# MTH GS-4 Daylight Problems



## toddalin (Jan 4, 2008)

Yesterday one of our Club members brought his beautiful MTH GS-4 Daylight by to run on the Tortoise & Lizard Bash. The engine was new, but had been sitting in the box for several years unused.

First the good news for anyone thinking of obtaining one of these engines.

We have 8-10 foot diameter curves and the engine took these without problem, even back-to-back LGB 1600 turnouts/curves, though the "squeal" function would activate in the sound system on some curves. (Very cool sound system.) It could also make all the side clearances that the AristoCraft heavyweights and streamliners would make without rubbing on anything, and several are within ~1/16".

Anyway, the problem with the engine was that it would just stop for no apparent reason and "lock-up." Pushing it could get it to start again, but this would happen again and again and none of my engines stalled over the track.

At one point it stopped and pushing it didn't make it move. The throttle voltage dropped to "0" and after bringing the voltage back up, it would again drop to "0" before the engine would move. This did not pop the breaker on the TE. I tried a couple times, but didn't want to damage the TE (or his engine) with two days of open house on me.

So, the guy is new to this stuff and has no idea what could be wrong. I've never dealt with MTH stuff. Does anyone have experience with these and/or know what to look for?

Thanks


----------



## Jerry Barnes (Jan 2, 2008)

He might go over to Ray Manley's G Scale forum. Ray is the expert on MTH and he could post his questions there. 
http://www.gscaletrainforum.com/
MTH is pretty senstitive to voltage, so if there are any dropouts on the track it could be a problem with voltage. Might check the skates and make sure they are clean and contact the track properly. I run my MTH with their DCS system and a Bridgewerks transformer. MTH needs good/clean power. I found my Aristo 10 amp did not do too well. Make sure to have the transformer set for regular power also, not the P.W.C.


----------



## toddalin (Jan 4, 2008)

Thanks Jerry. I'll let him know. We were running a Meanwell, 24 volt, 12.5 amp units through a 10 amp Train Engineer, that I think was set to linear. I _usually_ leave them that way because it plays less havoc with my Sierra sound systems.


----------



## honeybooboo (Jan 10, 2014)

MTH, Hah. Hah why even bother Posting anything about them in G? 
like there going to do anything more after years of rumors and DCS Disappointment..............  It's sad but not unsuspected.

Boo Boo


----------



## chuck n (Jan 2, 2008)

Todd, I don't have any MTH locos, but some my streamers get their power through the tender even when the engine has pickups. Could it be a faulty connection between the engine and tender?

Been there had that problem.

Chuck


----------



## toddalin (Jan 4, 2008)

Thanks guys.


----------

Portion of a data file
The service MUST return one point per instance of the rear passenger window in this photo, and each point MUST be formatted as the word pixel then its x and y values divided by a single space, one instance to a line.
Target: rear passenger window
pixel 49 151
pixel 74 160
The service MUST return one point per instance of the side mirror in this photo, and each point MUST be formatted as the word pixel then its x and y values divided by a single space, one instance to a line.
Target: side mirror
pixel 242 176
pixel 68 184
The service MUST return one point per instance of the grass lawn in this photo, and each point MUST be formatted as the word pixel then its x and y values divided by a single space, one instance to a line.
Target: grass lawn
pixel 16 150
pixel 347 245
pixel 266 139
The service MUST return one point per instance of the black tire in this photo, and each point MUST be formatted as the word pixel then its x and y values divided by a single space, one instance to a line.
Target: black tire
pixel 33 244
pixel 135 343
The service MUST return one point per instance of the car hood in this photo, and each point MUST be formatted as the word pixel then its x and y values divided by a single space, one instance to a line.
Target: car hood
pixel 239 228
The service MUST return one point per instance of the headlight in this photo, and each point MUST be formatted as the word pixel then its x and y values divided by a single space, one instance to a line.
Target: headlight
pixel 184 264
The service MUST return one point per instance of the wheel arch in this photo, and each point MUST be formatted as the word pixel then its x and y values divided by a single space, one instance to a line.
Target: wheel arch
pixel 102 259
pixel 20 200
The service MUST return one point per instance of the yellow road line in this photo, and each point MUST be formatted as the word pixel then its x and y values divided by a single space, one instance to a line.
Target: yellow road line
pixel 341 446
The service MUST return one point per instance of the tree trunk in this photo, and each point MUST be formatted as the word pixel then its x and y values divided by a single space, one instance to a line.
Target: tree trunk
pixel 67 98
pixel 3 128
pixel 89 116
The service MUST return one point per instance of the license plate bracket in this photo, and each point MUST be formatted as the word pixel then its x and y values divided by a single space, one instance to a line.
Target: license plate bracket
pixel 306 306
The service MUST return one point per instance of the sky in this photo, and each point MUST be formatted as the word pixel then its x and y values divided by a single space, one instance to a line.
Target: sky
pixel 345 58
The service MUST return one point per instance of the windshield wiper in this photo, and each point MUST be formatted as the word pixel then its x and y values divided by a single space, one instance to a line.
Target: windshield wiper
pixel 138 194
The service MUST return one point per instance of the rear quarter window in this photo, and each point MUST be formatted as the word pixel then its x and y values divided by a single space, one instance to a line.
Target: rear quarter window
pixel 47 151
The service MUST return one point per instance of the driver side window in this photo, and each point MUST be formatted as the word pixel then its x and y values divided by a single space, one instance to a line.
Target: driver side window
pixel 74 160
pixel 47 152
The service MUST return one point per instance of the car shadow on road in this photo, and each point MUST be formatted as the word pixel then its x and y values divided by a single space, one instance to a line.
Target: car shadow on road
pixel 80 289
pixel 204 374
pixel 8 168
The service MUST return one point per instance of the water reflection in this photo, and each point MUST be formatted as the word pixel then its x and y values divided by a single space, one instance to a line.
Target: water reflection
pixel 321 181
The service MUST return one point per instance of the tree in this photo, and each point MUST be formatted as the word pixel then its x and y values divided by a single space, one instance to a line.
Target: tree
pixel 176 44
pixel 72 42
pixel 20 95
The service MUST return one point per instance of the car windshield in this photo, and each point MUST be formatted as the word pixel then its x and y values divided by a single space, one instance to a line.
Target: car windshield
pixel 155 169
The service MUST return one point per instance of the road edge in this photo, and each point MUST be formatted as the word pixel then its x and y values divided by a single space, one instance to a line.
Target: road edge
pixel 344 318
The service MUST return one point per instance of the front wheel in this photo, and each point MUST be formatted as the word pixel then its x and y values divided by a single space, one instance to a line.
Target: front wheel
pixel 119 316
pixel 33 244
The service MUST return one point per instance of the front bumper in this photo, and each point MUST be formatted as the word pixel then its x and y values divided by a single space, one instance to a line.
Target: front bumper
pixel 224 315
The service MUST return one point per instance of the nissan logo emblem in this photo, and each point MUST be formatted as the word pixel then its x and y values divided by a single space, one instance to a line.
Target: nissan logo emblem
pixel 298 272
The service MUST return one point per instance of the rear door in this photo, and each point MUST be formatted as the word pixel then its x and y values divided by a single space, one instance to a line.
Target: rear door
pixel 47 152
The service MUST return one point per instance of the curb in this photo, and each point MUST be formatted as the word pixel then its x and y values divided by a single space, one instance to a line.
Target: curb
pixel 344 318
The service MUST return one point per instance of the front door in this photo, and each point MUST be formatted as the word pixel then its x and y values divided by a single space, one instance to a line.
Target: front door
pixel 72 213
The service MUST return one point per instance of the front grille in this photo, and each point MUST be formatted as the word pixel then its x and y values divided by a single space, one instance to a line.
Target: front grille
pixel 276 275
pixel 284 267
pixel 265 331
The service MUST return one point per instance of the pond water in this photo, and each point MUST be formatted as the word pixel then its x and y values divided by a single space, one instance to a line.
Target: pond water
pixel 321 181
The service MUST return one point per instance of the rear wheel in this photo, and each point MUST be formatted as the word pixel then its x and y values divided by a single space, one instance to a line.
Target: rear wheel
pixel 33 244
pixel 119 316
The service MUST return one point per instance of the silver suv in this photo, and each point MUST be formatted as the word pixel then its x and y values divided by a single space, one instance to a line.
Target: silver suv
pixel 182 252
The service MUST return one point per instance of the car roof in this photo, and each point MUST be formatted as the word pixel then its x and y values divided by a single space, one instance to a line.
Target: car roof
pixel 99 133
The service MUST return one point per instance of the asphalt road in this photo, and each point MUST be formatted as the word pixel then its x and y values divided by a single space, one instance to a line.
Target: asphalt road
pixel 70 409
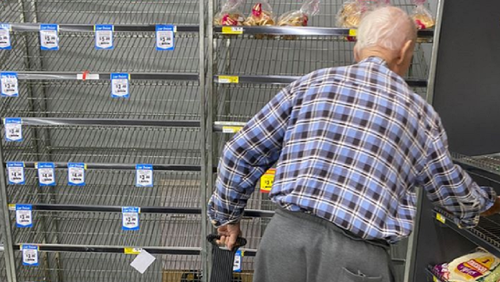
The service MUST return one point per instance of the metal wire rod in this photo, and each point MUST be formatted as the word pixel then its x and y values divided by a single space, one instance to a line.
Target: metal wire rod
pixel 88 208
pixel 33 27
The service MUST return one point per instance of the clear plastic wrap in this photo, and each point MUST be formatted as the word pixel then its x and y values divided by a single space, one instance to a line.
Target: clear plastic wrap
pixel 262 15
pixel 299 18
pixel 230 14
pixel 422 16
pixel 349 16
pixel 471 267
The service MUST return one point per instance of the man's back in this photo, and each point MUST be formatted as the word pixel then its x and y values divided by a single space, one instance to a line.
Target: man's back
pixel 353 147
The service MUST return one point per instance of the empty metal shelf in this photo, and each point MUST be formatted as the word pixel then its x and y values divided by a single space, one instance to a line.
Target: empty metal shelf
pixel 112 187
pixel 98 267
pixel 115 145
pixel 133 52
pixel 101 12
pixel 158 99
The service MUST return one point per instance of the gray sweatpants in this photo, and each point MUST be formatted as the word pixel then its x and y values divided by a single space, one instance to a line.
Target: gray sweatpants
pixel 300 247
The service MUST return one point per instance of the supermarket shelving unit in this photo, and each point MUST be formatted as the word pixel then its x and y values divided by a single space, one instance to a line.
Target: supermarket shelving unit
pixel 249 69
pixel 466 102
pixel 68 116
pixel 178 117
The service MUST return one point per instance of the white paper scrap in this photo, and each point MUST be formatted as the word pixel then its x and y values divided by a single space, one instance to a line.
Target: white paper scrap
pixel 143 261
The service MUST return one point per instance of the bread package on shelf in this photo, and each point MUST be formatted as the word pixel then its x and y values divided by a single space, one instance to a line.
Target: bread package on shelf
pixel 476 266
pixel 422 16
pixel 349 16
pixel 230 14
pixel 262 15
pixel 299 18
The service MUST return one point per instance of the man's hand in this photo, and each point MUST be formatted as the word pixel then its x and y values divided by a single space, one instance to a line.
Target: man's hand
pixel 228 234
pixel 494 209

* * *

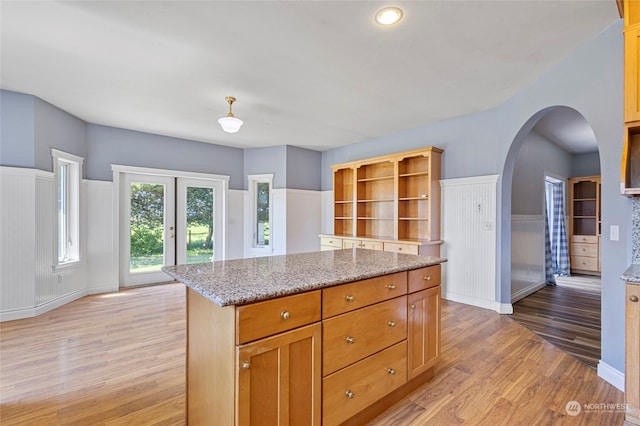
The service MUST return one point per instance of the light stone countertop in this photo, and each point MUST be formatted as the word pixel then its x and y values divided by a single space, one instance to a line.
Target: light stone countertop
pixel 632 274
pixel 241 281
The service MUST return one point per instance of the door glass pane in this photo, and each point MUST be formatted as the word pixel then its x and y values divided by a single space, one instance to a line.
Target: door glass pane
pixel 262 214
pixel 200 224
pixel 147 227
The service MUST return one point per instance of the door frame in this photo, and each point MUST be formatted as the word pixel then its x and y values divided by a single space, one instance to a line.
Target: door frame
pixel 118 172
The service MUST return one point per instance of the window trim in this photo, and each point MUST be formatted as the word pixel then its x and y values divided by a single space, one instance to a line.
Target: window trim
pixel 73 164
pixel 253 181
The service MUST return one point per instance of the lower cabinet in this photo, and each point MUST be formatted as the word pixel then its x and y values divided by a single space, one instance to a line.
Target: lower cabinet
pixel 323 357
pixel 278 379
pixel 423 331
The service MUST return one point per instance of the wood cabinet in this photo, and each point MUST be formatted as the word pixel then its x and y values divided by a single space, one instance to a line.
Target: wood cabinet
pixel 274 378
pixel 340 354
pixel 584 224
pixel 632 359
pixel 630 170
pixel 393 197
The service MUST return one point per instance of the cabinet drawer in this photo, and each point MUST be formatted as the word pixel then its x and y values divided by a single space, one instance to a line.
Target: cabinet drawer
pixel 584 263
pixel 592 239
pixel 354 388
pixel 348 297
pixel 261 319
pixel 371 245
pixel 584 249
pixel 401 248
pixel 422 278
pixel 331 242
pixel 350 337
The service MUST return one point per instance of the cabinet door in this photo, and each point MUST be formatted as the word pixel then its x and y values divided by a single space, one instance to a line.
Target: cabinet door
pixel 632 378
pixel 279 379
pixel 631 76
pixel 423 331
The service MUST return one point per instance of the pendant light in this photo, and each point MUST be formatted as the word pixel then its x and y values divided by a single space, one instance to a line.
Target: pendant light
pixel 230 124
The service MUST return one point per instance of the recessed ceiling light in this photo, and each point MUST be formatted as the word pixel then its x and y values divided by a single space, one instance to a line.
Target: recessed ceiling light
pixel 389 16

### Exercise tasks
1 - In the GS-4 thread, why did toddalin give up after only a couple of attempts to restart the stalled engine? Answer in one to three sentences.
2 - Answer these questions from the GS-4 thread:
(a) What diameter are the curves on the club's layout?
(b) What does Jerry Barnes use to run his MTH engine?
(c) What possible cause of the stalling does chuck n suggest?
3 - Copy out the stretch of the GS-4 thread from "like there going" through "engine and tender?".

### Solution list
1 - He didn't want to damage the Train Engineer or the club member's engine, because he had two days of open house ahead of him.

2 -
(a) 8-10 feet.
(b) MTH's DCS system and a Bridgewerks transformer.
(c) A faulty connection between the engine and the tender.

3 -
like there going to do anything more after years of rumors and DCS Disappointment..............  It's sad but not unsuspected.

Boo Boo


----------



## chuck n (Jan 2, 2008)

Todd, I don't have any MTH locos, but some my streamers get their power through the tender even when the engine has pickups. Could it be a faulty connection between the engine and tender?